- **To do**
Your response should consist of the full data, set down exactly.
* * * * * * * * *
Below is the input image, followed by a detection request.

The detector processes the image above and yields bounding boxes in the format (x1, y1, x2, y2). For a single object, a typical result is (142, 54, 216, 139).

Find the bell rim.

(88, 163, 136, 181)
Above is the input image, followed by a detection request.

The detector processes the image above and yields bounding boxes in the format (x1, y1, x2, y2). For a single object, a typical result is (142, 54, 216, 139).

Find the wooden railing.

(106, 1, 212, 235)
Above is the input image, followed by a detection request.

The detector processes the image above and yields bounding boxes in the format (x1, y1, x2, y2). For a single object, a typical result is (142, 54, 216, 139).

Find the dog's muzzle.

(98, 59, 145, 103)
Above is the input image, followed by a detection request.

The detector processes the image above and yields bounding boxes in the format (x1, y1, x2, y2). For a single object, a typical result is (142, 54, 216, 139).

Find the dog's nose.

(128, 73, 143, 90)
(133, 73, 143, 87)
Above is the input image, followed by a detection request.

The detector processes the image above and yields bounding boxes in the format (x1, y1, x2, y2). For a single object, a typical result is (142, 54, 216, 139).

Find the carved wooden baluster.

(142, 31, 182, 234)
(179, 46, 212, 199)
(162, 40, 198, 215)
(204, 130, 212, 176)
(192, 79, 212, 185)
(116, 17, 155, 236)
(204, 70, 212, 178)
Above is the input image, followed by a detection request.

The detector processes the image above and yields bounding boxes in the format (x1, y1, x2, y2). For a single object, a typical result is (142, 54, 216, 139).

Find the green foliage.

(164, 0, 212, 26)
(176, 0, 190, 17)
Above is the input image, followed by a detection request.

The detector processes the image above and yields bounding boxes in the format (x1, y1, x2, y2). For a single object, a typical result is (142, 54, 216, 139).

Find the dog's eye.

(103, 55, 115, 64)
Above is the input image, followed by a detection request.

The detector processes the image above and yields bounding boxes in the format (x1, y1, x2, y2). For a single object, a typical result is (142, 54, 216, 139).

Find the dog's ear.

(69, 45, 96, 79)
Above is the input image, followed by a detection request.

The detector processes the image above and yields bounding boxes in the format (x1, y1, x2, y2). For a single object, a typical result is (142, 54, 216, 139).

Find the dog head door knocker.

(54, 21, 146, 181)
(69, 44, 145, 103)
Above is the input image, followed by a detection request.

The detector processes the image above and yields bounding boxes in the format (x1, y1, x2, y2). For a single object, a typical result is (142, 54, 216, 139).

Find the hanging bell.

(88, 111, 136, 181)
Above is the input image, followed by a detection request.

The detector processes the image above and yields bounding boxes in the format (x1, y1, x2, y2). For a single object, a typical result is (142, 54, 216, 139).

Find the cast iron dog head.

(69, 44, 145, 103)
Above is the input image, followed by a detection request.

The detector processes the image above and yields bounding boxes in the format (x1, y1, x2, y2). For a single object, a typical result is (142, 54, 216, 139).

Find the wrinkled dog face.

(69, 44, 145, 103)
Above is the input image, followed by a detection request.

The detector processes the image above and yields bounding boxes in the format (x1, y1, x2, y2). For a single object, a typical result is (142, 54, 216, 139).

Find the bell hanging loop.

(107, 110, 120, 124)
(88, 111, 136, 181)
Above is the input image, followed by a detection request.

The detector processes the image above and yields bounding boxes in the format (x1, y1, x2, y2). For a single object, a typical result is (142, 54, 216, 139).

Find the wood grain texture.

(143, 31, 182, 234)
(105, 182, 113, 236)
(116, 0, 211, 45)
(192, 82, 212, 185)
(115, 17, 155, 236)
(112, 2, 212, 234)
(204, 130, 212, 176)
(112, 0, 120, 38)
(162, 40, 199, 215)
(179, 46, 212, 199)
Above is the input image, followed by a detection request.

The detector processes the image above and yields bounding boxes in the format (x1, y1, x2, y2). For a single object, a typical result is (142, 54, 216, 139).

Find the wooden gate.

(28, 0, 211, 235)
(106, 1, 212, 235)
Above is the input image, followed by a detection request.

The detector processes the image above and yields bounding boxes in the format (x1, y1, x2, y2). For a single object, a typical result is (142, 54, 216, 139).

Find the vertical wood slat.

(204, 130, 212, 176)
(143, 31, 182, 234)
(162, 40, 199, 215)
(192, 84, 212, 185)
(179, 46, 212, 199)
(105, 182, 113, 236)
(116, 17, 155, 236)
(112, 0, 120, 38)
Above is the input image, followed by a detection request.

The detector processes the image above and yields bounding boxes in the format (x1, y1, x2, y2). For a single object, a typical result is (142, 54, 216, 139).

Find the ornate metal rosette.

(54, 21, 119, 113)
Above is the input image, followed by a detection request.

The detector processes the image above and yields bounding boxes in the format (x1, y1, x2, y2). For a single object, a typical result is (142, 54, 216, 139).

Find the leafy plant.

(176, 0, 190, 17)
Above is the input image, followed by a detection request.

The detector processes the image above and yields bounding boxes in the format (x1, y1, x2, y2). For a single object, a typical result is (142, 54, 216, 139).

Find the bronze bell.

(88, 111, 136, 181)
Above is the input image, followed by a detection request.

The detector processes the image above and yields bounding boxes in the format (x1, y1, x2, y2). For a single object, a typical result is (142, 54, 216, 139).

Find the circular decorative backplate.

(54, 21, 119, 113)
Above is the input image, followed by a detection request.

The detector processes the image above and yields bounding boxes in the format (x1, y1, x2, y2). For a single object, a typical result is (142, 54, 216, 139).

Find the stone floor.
* * * * * * * * *
- **Problem solution**
Below is the input image, followed by a detection request.

The detector processes the image above and yields bounding boxes in the format (x1, y1, x2, y2). For a single object, a typical result is (142, 54, 216, 139).

Find the bell rim.

(88, 163, 136, 181)
Above is the input image, followed by a detection request.

The detector processes the image above and yields bounding boxes in the format (x1, y1, x2, y2). For a single object, a typical result is (142, 54, 216, 139).

Find the wooden railing.

(106, 1, 212, 235)
Above is the input image, followed by a detection request.

The detector processes the image above and yields bounding boxes in the format (x1, y1, x2, y2). For a single object, a typical result is (142, 54, 216, 139).

Find the dog's muzzle.

(98, 59, 145, 103)
Above is the input image, followed by a detection request.

The detector processes the image above and yields bounding boxes in the format (x1, y1, x2, y2). For a single object, a typical result is (142, 54, 216, 139).

Find the dog's nose.

(128, 73, 143, 90)
(133, 73, 143, 87)
Above is the input image, followed by a detection request.

The detector processes the image above and yields bounding boxes in the format (x1, y1, x2, y2). For a single object, a typical result is (142, 54, 216, 139).

Find the carved wooden baluster.

(142, 31, 182, 234)
(179, 46, 212, 199)
(162, 40, 198, 215)
(204, 130, 212, 176)
(192, 79, 212, 185)
(116, 17, 155, 236)
(204, 70, 212, 178)
Above is the input image, followed by a detection request.

The detector processes the image above and yields bounding boxes in the format (x1, y1, x2, y2). For a single object, a typical result is (142, 54, 216, 139).

Find the green foliage.

(164, 0, 212, 26)
(176, 0, 190, 17)
Above is the input image, followed by a detection request.

The detector processes the image above and yields bounding boxes in the format (x1, y1, x2, y2). For a single object, a typical result is (142, 54, 216, 139).

Find the dog's eye.

(103, 55, 115, 64)
Above is the input image, followed by a detection request.

The detector processes the image above and yields bounding boxes in the format (x1, y1, x2, y2). For a single object, a typical result is (142, 54, 216, 139).

Find the dog's ear.

(69, 45, 96, 79)
Above is the input image, followed by a detection request.

The detector processes the image above and yields bounding boxes in the format (x1, y1, x2, y2). For a single object, a typical result is (142, 54, 216, 139).

Find the dog head door knocker.

(54, 21, 146, 181)
(69, 44, 145, 103)
Above is the input image, followed by a detection request.

The detector processes the image above and yields bounding boxes in the format (x1, y1, x2, y2). For a single object, a typical result is (142, 54, 216, 139).

Find the hanging bell.

(88, 111, 136, 181)
Above is the input image, followed by a detection request.

The detector processes the image above and yields bounding boxes in the format (x1, y1, x2, y2). For a single object, a typical result is (142, 54, 216, 139).

Find the cast iron dog head.

(69, 44, 145, 103)
Above is the input image, followed by a detection request.

The detector processes the image above and yields bounding boxes in the format (x1, y1, x2, y2). For a single object, a typical result is (142, 54, 216, 139).

Find the wrinkled dog face.

(69, 44, 145, 103)
Above is the input image, followed by a detection request.

The detector processes the image above and yields bounding boxes in the format (x1, y1, x2, y2). For a single object, a typical result is (142, 54, 216, 139).

Find the bell hanging loop.

(107, 110, 120, 124)
(88, 111, 136, 181)
Above is the input image, followed by a detection request.

The detector processes the image above and yields bounding boxes in the format (x1, y1, x2, y2). For a single object, a typical result is (142, 54, 216, 139).

Find the wood grain texture.

(143, 31, 182, 234)
(105, 182, 113, 236)
(116, 0, 211, 45)
(192, 82, 212, 185)
(115, 17, 155, 236)
(112, 2, 212, 234)
(204, 130, 212, 176)
(112, 0, 120, 38)
(162, 40, 199, 215)
(179, 46, 212, 199)
Above is the input image, followed by a detection request.

The detector processes the image above and yields bounding boxes in the format (x1, y1, x2, y2). For a single object, a typical result is (142, 54, 216, 139).

Find the wooden gate.

(28, 0, 211, 235)
(106, 1, 212, 235)
Above is the input image, followed by a detection request.

The detector processes the image above and yields bounding boxes in the format (x1, y1, x2, y2). For a single object, a typical result is (142, 54, 216, 139).

Find the vertical wood slat.

(204, 130, 212, 176)
(143, 31, 182, 234)
(162, 40, 199, 215)
(192, 84, 212, 185)
(179, 46, 212, 199)
(105, 182, 113, 236)
(116, 17, 155, 236)
(112, 0, 120, 38)
Above is the input image, followed by a detection request.

The detector processes the image above and yields bounding boxes in the format (x1, y1, x2, y2). For a single object, a typical result is (142, 54, 216, 139).

Find the ornate metal rosette.

(54, 21, 119, 113)
Above is the input image, followed by a detection request.

The detector processes the image above and yields bounding boxes in the format (x1, y1, x2, y2). For a single object, a typical result is (142, 54, 216, 139).

Find the leafy plant.

(176, 0, 190, 17)
Above is the input image, followed by a detection request.

The detector processes the image above and yields bounding boxes in the format (x1, y1, x2, y2). For a single object, a typical result is (142, 54, 216, 139).

Find the bronze bell.

(88, 111, 136, 181)
Above is the input image, followed by a detection request.

The detector processes the image above and yields bounding boxes in the format (x1, y1, x2, y2). For a single object, a typical result is (142, 54, 216, 139).

Find the circular decorative backplate.

(54, 21, 119, 113)
Above is the input image, followed by a detection request.

The detector processes the image above and yields bounding boxes in the format (x1, y1, x2, y2). For a single object, a typical result is (142, 54, 216, 139).

Find the stone floor.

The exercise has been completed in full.